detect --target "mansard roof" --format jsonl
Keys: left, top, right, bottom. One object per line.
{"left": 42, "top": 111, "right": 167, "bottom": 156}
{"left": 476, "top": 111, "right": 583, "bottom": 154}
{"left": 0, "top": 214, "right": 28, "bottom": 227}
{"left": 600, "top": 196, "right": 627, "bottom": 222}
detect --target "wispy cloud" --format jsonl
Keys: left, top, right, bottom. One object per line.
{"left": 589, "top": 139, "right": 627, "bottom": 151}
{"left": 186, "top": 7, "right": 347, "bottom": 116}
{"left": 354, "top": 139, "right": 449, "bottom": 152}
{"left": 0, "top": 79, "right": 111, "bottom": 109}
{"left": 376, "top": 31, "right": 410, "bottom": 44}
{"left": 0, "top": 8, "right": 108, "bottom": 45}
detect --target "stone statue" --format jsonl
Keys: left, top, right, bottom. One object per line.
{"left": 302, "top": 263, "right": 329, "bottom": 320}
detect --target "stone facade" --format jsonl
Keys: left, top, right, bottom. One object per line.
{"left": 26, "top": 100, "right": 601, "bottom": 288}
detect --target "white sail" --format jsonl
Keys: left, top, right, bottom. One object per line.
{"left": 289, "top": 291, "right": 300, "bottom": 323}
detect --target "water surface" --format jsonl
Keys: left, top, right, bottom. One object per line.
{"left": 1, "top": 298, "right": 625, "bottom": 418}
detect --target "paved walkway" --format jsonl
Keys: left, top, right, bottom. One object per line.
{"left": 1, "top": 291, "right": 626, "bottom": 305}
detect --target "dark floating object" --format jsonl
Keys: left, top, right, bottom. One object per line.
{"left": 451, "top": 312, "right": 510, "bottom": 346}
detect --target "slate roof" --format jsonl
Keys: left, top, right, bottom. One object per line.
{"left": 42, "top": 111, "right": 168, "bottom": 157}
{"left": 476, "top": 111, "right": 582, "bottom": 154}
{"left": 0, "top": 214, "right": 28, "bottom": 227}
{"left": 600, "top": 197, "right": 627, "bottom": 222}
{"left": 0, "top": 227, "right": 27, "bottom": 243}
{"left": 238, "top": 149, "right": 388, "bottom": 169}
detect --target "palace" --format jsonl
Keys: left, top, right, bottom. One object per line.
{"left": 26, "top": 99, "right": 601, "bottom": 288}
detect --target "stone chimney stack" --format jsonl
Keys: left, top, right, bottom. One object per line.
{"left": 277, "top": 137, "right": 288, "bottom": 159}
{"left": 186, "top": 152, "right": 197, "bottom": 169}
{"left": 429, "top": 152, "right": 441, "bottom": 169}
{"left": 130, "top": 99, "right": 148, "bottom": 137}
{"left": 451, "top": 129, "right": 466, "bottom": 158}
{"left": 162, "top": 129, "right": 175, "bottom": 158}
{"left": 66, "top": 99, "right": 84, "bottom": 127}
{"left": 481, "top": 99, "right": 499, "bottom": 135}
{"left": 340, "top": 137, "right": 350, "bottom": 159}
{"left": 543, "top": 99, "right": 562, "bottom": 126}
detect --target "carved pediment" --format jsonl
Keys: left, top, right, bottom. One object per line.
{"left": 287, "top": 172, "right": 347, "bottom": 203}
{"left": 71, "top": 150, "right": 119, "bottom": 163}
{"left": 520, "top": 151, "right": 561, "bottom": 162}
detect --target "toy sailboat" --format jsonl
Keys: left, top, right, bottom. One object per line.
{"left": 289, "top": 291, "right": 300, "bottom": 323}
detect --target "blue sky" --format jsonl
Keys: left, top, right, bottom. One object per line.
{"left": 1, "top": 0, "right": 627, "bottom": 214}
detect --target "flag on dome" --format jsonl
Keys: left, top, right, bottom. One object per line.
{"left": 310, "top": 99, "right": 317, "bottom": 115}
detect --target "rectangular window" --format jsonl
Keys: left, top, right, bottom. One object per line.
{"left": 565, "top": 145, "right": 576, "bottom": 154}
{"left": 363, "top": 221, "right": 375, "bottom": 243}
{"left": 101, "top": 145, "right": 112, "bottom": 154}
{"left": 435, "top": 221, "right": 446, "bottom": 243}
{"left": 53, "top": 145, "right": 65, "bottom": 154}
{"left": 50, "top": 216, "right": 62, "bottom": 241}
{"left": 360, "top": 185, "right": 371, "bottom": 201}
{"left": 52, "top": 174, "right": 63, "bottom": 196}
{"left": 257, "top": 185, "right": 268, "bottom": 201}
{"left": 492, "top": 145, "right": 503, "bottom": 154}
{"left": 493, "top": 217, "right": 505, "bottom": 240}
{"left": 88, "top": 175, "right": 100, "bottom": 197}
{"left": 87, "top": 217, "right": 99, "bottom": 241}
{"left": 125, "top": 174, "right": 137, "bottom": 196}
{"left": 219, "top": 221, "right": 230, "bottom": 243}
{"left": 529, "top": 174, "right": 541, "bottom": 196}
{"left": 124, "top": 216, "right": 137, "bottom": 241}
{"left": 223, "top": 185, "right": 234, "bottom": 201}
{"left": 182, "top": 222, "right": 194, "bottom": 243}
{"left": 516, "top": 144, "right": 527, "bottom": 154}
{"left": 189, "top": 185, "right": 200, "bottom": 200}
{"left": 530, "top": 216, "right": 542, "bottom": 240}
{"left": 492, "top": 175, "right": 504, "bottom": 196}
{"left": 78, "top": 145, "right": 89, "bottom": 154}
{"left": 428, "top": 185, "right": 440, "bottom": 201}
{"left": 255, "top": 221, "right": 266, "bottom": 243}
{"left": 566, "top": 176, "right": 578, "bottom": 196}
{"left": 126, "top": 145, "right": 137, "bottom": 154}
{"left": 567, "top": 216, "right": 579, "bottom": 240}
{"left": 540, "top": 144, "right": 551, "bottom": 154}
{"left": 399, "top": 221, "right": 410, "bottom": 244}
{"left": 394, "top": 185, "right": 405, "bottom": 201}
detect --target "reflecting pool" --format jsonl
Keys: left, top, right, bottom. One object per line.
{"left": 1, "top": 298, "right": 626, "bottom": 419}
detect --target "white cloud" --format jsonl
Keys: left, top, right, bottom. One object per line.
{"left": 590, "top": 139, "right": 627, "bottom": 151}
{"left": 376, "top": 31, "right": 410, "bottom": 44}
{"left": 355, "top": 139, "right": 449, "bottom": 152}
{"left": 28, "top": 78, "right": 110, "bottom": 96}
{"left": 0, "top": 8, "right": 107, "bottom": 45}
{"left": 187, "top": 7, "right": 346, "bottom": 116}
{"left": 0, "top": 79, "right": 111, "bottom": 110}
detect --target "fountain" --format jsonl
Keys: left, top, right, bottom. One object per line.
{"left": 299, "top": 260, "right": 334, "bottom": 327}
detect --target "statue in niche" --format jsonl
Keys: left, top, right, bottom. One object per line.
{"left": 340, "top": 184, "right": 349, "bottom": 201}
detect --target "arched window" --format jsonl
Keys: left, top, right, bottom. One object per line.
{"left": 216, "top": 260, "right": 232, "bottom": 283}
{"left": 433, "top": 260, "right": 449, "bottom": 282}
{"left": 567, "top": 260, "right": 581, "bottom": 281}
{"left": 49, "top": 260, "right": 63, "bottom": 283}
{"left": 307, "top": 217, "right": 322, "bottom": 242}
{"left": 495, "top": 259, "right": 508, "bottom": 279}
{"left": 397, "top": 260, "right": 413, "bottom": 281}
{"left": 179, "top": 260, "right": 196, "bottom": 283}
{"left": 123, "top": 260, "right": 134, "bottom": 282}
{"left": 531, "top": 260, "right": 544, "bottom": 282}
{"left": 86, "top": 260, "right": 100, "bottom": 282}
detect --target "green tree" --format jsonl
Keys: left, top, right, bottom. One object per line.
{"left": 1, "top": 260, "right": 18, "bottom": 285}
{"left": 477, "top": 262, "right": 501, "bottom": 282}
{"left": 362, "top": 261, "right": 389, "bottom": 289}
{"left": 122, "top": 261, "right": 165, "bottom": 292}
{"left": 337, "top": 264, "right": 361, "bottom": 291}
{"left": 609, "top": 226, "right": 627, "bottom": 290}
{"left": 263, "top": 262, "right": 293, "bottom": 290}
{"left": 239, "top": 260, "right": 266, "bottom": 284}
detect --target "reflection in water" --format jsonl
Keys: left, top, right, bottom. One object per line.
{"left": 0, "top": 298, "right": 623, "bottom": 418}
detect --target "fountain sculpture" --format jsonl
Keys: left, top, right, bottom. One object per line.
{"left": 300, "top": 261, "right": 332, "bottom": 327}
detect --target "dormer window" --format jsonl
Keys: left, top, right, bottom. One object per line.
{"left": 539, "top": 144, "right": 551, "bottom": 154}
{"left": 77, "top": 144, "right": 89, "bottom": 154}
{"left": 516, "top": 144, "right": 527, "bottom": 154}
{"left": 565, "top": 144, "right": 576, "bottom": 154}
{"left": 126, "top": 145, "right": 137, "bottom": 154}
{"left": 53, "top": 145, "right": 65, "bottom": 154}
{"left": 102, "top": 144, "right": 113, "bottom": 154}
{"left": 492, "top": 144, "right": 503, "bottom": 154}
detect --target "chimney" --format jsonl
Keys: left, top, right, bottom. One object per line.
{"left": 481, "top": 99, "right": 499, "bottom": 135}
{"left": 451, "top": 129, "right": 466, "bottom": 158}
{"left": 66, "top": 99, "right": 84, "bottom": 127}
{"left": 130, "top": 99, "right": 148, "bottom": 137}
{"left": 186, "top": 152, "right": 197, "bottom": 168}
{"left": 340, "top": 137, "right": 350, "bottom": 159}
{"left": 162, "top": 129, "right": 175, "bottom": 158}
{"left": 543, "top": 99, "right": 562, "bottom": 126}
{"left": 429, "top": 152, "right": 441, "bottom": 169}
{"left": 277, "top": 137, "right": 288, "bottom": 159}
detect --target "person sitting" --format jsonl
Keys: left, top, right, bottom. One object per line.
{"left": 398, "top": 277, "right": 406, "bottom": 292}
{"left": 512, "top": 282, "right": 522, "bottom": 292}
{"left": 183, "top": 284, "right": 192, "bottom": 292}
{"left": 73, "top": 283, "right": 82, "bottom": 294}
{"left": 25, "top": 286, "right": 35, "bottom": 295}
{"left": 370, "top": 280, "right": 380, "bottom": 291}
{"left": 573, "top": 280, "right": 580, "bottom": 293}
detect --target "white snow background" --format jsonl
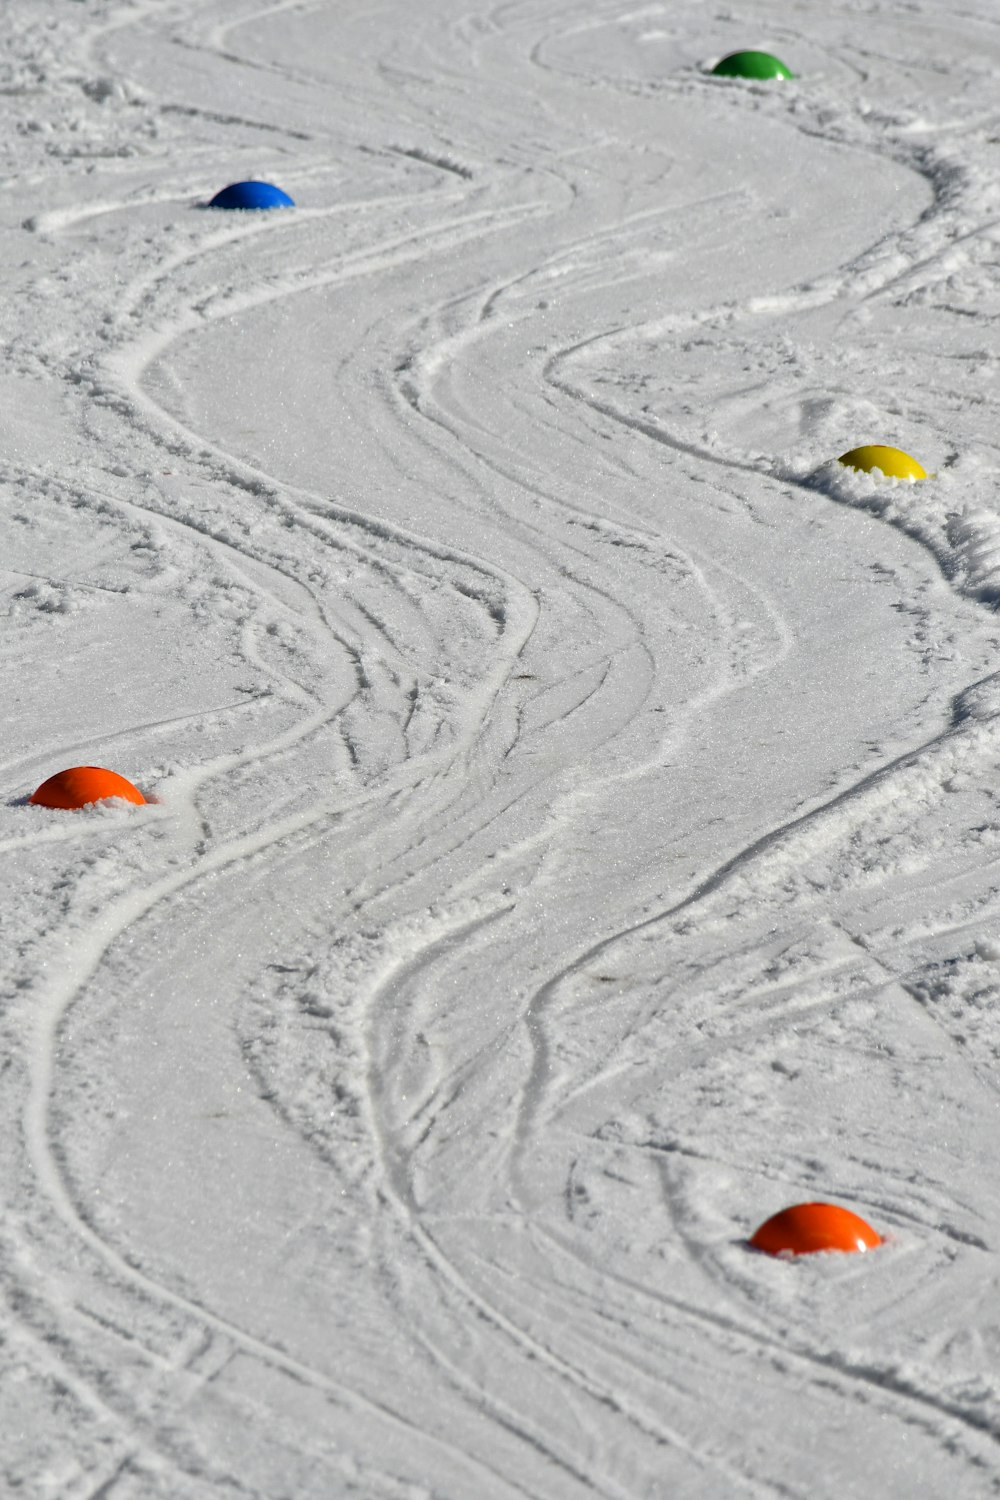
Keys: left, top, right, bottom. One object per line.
{"left": 7, "top": 0, "right": 1000, "bottom": 1495}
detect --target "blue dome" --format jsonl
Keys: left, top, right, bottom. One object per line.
{"left": 208, "top": 180, "right": 294, "bottom": 211}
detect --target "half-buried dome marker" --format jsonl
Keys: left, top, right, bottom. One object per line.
{"left": 711, "top": 50, "right": 793, "bottom": 80}
{"left": 749, "top": 1202, "right": 883, "bottom": 1257}
{"left": 30, "top": 766, "right": 146, "bottom": 810}
{"left": 838, "top": 444, "right": 927, "bottom": 480}
{"left": 207, "top": 180, "right": 295, "bottom": 211}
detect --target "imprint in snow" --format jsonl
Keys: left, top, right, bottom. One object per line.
{"left": 80, "top": 77, "right": 148, "bottom": 107}
{"left": 12, "top": 581, "right": 75, "bottom": 614}
{"left": 946, "top": 509, "right": 1000, "bottom": 600}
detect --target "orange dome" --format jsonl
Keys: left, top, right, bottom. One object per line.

****************************************

- _PROBLEM STATEMENT_:
Only lines with the word "water" are needed. Copy them from the preceding records.

- _REPLY TO THE EXERCISE_:
detect --target "water surface" --format jsonl
detect --target "reflection in water" --format jsonl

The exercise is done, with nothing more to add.